§ **Bereitgestellter Text**:
Am 15. Dezember betritt Lina E. sichtlich erschöpft den Hochsicherheits-Gerichtssaal in Dresden. Der Vorsitzende Richter Schlüter-Staats erklärt, dass die 26-Jährige am Tag zuvor ihre Auffrischungsimpfung erhalten hat: „Sagen Sie Bescheid, wenn Sie eine Pause brauchen.“

Zunächst wird jedoch ein weiterer Geschädigter vom Angriff am Wurzener Bahnhof gehört. Erst 18 Jahre ist Karl-Jonas K. alt; als er am 15. Februar 2020 vom sogenannten Trauermarsch, dem sogenannten „Bombengedenken“ von Neonazis aus Dresden zurückkam, war er noch minderjährig. K. beginnt vom Tag des Angriffs zu erzählen. Er habe sich mit Marcel A. am Bahnhof verabredet. A. wird am darauffolgenden Prozesstag ebenfalls als Zeuge aussagen – nur zeigt er sich lange nicht so gesprächig wie der 18-jährige K. Dieser erzählt, dass er am 15. Dezember in Wurzen mit fünf anderen aus der Bahn gestiegen sei. Darunter Ben H., den er der NPD-Jugendorganisation „Junge Nationalisten“ zuordnet und als einen „ziemlichen Spritti“ bezeichnet, der betrunken hin und wieder Straftaten begeht – vom Einbruch in einen Glühweinstand bis hin zu Körperverletzung.

Als Schlüter-Staats ihn fragt, warum einer seiner anderen Mitreisenden, Benjamin S., schon zwei Mal nicht im Zeugenstand erschienen sei, antwortet K.: „Der hat Muffensausen, dass er wieder abgefangen wird.“ S. hätte wohl um Polizeischutz gebeten. Der Vorsitzende scherzt daraufhin: „Den hätte er von uns auf Amtswegen gekriegt, auf seine Kosten.“ Die Wurzener Polizei sollte S. schließlich schon längst vor Gericht vorführen, kann ihn derzeit aber nicht finden.

Pöbelnde Rechte, unsichtbare Linke

K. erzählt weiter vom 15. Februar 2020. In der Bahn sei ihm nichts besonderes aufgefallen: „Es war mein erster Trauermarsch. Meine Augen waren noch nicht geschult für so etwas.“ In dem Abteil, in dem er und weitere Personen aus der rechten Szene waren, habe eine, so K., „Bilderbuch-Linke“ mit bunten Haaren gesessen. Einige seiner Kollegen hätten diese angepöbelt.

Außerdem hätte ein älterer Trauermarsch-Teilnehmer ihn und Marcel A. gebeten, sich im Zug „nach Linken umzuschauen“. Als Schlüter-Staats dem Zeugen einige Fotos zeigt, erkennt dieser den Leipziger Neonazi und Ex-Stadtrat Enrico Böhm wieder. „Das würde passen. Er saß in ihrer Nähe“, erläutert der Vorsitzende. K. habe trotz seiner Größe jedoch keine Person gesehen, die er dem linken Spektrum zuordnen würde.

§ **Bereitgestellte Angaben**:
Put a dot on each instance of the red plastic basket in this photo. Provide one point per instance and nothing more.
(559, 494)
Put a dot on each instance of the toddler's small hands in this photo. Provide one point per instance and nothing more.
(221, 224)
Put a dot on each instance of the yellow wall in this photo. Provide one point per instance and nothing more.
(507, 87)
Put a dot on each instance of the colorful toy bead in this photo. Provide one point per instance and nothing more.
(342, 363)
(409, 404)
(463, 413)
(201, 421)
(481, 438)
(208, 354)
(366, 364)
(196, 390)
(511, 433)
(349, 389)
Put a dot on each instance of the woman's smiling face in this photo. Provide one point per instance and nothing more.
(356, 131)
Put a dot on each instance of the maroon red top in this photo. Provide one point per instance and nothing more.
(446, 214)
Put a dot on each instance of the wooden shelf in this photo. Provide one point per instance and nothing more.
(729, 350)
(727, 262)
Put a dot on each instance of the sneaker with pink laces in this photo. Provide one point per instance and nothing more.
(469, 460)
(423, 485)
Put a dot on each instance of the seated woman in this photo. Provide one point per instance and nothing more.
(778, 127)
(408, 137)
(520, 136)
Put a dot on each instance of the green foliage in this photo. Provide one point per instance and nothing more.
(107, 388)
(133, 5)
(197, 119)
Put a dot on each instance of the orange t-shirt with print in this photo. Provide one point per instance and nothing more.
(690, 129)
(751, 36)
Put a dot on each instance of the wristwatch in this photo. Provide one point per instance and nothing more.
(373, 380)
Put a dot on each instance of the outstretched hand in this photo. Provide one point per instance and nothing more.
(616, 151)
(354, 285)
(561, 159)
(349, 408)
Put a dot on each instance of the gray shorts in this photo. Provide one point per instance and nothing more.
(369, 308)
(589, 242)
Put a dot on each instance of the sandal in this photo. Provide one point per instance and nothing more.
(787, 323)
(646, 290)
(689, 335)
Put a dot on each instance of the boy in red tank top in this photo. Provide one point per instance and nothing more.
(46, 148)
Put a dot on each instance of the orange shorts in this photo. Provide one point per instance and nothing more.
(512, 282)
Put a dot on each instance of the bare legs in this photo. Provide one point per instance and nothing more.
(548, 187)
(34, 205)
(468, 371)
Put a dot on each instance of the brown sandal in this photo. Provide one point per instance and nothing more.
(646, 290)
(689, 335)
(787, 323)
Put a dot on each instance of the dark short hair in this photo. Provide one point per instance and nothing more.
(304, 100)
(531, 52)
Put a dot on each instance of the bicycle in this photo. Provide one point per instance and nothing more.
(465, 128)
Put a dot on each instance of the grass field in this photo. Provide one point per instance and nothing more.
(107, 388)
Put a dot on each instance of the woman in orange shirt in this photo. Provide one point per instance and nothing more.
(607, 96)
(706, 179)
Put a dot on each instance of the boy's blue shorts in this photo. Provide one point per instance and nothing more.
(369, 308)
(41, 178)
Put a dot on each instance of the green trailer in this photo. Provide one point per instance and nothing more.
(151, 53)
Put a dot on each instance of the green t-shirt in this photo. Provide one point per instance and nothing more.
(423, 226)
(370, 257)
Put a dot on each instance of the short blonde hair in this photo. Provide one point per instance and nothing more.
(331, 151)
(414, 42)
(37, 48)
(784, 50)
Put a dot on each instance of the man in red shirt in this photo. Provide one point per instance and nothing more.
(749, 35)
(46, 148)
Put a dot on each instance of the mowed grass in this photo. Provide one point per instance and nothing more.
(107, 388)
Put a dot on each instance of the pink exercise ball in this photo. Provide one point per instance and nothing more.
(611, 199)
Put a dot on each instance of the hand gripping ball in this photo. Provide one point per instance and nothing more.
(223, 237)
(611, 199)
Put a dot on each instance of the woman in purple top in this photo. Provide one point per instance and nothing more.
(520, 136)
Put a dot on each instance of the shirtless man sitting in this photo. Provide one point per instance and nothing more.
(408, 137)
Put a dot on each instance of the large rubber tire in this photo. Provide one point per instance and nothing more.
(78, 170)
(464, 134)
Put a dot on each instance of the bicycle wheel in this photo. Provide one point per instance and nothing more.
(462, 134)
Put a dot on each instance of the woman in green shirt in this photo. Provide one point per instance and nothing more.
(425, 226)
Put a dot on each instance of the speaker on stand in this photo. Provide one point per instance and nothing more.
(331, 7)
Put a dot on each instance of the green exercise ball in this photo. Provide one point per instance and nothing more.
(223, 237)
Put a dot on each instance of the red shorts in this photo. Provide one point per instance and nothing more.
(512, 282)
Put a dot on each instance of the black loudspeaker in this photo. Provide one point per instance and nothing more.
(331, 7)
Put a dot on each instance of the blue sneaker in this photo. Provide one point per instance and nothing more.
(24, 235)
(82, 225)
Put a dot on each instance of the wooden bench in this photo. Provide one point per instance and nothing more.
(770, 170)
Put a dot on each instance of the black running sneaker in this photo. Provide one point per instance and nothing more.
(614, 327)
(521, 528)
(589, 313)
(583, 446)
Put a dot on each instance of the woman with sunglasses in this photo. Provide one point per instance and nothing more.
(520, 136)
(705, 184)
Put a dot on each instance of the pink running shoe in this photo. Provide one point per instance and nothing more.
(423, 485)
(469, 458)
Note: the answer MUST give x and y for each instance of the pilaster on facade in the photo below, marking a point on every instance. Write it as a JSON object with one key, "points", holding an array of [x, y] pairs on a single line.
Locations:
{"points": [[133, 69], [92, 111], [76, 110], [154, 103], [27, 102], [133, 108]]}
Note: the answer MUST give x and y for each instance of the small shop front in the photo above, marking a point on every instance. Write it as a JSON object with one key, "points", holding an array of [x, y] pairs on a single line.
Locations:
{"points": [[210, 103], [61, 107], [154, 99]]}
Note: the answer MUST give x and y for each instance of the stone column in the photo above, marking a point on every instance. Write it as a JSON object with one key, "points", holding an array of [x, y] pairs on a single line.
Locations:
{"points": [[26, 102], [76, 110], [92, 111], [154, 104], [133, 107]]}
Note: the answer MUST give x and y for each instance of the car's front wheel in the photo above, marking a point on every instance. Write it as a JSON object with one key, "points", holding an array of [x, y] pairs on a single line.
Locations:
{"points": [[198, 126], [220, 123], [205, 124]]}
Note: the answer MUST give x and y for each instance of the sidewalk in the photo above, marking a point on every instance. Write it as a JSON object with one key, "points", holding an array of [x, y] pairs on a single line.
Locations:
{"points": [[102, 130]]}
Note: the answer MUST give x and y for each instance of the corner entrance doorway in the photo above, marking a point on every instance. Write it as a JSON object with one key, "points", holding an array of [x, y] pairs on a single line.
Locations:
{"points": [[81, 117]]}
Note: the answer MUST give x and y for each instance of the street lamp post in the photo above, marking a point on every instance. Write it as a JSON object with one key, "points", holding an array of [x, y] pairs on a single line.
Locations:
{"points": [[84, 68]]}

§ **Bitte bearbeiten**:
1. Wen erkennt Karl-Jonas K. laut dem Prozessbericht auf den Fotos, die ihm der Vorsitzende Richter zeigt?
2. Führen Sie den Prozessbericht im Anschluss an seinen letzten Satz weiter.

§ **Lösungen**:
1. Den Leipziger Neonazi und Ex-Stadtrat Enrico Böhm.

2.
Als die Gruppe in Wurzen ausstieg, seien 15 bis 20 schwarz vermummte Personen um die Bahnhofsecke aus Richtung Unterführung gekommen. K. sei am Rucksack gepackt, zu Boden gedrückt und mit einem „Schlagwerkzeug, das (er) nicht definieren kann“, geschlagen worden, während die Angreifer Sachen brüllten wie „Scheiß Nazi“. Der Angriff war schnell vorüber, so K.

Als er sich wieder aufrichten konnte, sei ihm einer der Angreifer noch entgegengekommen und habe mit einem „Schlagstock“ auf ihn gezeigt ohne ihn erneut anzugreifen.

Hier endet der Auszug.